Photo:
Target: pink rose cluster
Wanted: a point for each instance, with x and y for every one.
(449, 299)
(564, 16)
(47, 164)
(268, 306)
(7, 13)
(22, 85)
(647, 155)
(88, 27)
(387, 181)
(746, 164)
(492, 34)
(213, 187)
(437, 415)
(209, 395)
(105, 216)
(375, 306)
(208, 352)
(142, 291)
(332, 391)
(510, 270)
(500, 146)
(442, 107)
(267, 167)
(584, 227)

——————

Aim: Copy the rows above, swapping "pink" for "white" and keeping everything else the same.

Right answer:
Photo:
Target: white rose cluster
Wanted: a point for each instance, with x and y for every one.
(449, 299)
(564, 16)
(47, 164)
(268, 306)
(7, 13)
(22, 85)
(647, 155)
(88, 27)
(387, 181)
(746, 164)
(492, 34)
(213, 187)
(437, 415)
(209, 395)
(105, 216)
(375, 306)
(208, 352)
(142, 291)
(332, 391)
(510, 270)
(500, 146)
(442, 107)
(267, 167)
(584, 227)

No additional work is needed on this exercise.